» **Task to complete**:
All records below must be written out exactly, with the pictures excluded.

BEGIN Task input

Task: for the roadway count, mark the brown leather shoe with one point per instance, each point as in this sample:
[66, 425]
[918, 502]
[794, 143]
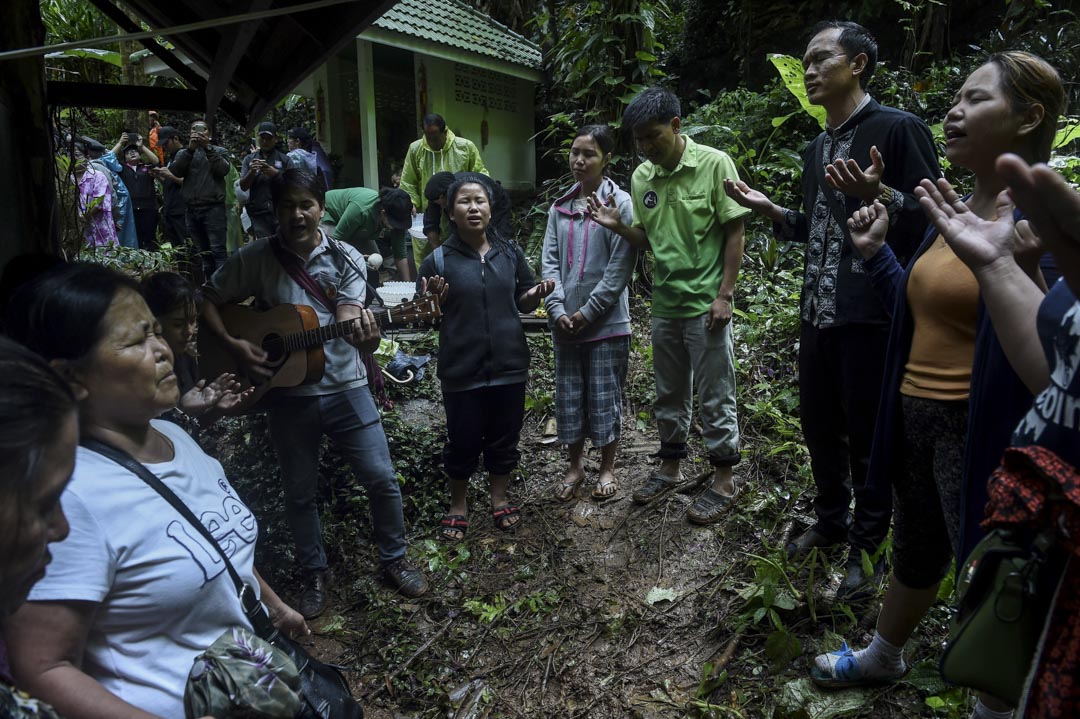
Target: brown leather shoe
[315, 595]
[406, 579]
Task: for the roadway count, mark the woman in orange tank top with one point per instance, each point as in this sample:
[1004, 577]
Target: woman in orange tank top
[941, 365]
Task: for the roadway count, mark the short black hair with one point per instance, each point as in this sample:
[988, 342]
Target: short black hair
[651, 105]
[437, 185]
[300, 179]
[434, 119]
[461, 179]
[61, 313]
[302, 136]
[164, 292]
[601, 134]
[34, 403]
[855, 40]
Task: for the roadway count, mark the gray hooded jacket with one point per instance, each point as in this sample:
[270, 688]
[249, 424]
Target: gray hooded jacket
[591, 266]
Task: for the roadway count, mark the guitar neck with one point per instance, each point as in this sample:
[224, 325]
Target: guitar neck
[322, 335]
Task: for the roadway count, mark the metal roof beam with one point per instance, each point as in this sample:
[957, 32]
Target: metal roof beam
[235, 40]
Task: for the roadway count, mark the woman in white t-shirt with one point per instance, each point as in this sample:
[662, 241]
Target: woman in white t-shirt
[134, 593]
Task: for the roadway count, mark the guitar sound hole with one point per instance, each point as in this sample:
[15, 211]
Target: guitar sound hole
[274, 348]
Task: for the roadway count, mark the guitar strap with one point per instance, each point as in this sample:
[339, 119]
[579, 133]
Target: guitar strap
[295, 268]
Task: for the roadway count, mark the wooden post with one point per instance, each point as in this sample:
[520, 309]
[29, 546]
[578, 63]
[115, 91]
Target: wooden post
[27, 188]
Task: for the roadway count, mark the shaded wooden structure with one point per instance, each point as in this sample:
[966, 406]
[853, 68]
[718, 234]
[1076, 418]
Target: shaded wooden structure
[242, 67]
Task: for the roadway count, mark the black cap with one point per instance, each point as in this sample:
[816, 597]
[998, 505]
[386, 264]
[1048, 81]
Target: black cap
[300, 134]
[91, 145]
[437, 186]
[399, 207]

END Task input

» **Response to the task**:
Task: for the roadway count, mark the brown leather shoe with one point per instance, each point as in this sample:
[66, 425]
[918, 502]
[794, 143]
Target: brown leather shoe
[315, 595]
[406, 579]
Task: for the roadway count, mark the woman in orange tank top with one point per instance, each point as in this sample:
[1004, 577]
Target: woman in orange tank top
[941, 365]
Task: for the roadway count, mark the short black hair with one point per instance, each point as in this sample:
[988, 342]
Target: short black hair
[651, 105]
[437, 185]
[300, 179]
[434, 119]
[461, 179]
[61, 313]
[302, 136]
[164, 292]
[601, 134]
[34, 403]
[855, 40]
Task: for the roadway count, mark the gray hooded jacket with one point per instance, each point as in this sample:
[270, 688]
[249, 424]
Target: gray hooded jacket
[591, 266]
Task: for the roadway count, mark the guitar neck with one point per instance, each point as in this sample:
[224, 325]
Target: guitar neck
[322, 335]
Task: for the roadway count, mark the metal roof beam with one point per instance, each point as in this sample:
[957, 32]
Target: metal roof beam
[235, 40]
Task: for the roadway count, mark the woman in white t-shirt with one point per instance, each point as in this sample:
[662, 241]
Target: woman in white t-shirt
[134, 593]
Task: for the roadway count, mark the guitar sound hole with one point per instance, each point as in this sample:
[15, 211]
Target: guitar sound hole
[274, 348]
Task: for the roadway count, mark the guitar strap with one point per instance, each point as in this sample:
[339, 119]
[579, 133]
Target: guitar strap
[295, 268]
Task: for the roadway count, mark the wooden post with one point per instance, each point as in this sample:
[520, 309]
[29, 546]
[578, 63]
[115, 91]
Target: wooden post
[27, 188]
Task: for the roadway count, mark the shaded wooden structure with one point per instance, each point as in this sample:
[966, 406]
[853, 68]
[718, 234]
[1076, 418]
Target: shaded wooden structure
[242, 67]
Task: for the roadway count, mark the black cap with one point per instance, each point as in this sample:
[816, 597]
[998, 505]
[386, 264]
[1048, 81]
Target: black cap
[300, 134]
[91, 145]
[437, 186]
[399, 207]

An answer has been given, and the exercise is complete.